— start of SUPPLIED ENTRIES —
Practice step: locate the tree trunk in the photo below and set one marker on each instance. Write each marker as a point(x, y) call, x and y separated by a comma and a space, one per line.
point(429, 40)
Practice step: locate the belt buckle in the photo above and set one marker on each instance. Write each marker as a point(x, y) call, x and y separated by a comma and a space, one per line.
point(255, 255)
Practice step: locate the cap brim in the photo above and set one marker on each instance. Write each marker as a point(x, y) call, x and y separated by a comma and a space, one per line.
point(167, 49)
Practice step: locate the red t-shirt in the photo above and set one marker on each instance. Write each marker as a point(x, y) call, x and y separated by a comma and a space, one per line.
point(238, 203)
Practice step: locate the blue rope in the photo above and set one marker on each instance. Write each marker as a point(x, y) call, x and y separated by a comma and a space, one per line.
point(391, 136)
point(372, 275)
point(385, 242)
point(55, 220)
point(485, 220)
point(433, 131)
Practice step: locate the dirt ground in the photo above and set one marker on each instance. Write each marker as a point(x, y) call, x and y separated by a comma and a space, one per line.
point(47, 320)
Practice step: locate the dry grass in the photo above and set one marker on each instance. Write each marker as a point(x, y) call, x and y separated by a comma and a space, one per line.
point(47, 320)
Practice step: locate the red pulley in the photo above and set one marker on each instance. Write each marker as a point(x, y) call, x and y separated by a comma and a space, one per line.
— end of SUPPLIED ENTRIES —
— start of SUPPLIED ENTRIES —
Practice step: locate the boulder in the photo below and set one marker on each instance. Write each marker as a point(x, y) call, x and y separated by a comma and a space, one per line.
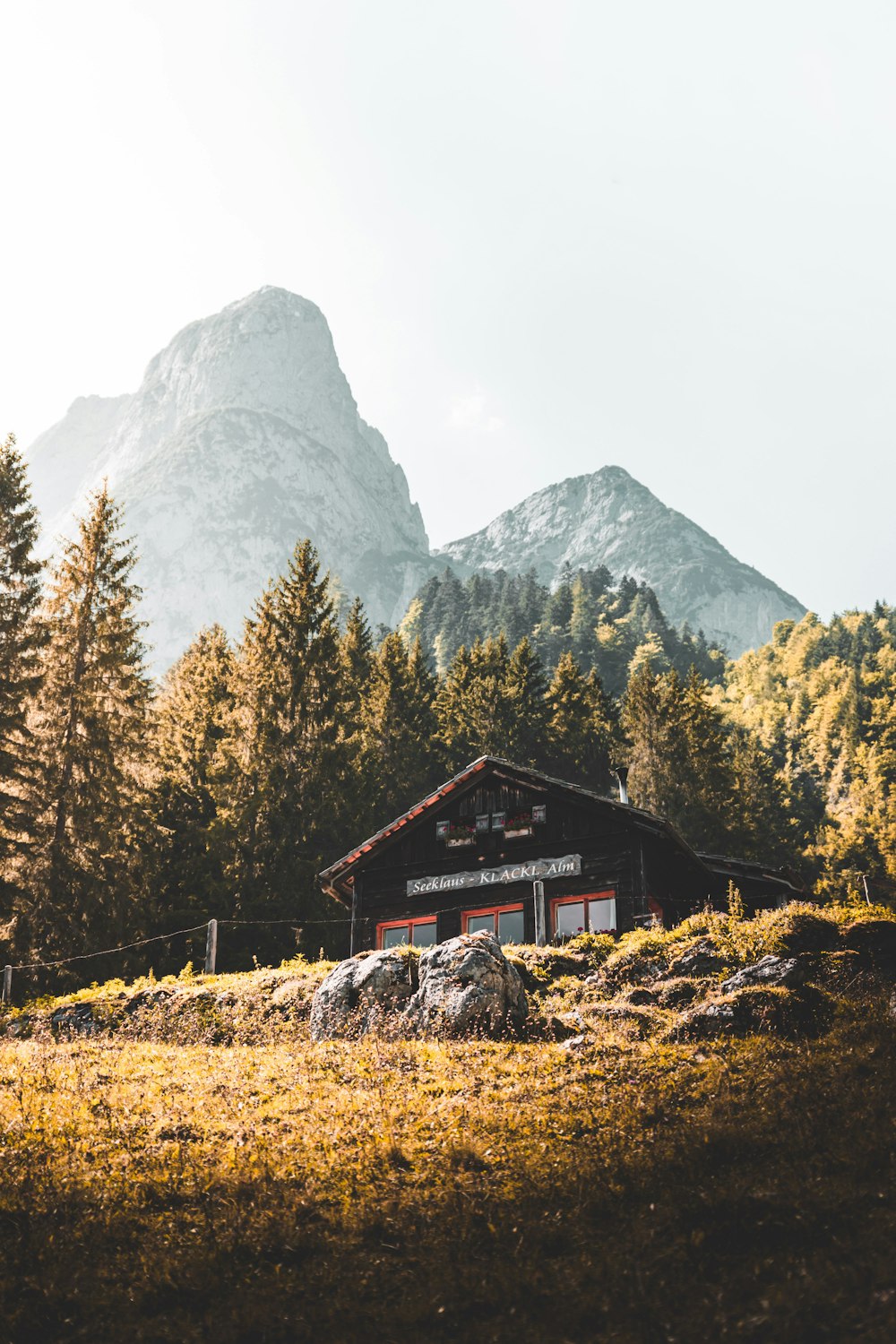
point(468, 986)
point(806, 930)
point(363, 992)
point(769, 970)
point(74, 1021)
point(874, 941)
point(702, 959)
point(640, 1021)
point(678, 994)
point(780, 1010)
— end of SUPPLIED ENTRIES —
## PROBLEM TO WORK ON
Convert the material from the line containing "Practice step: locate the tree" up to and including the line containing "point(429, 40)" into a JSON list of strings, one string per line, with blank lines omitted.

## EXERCISE ANSWER
[
  "Practice step: locate the tree trunk in the photo below and set one marker on each instance. Write each marker as a point(x, y) call, x and y separated by a comma and a space, one per line.",
  "point(429, 40)"
]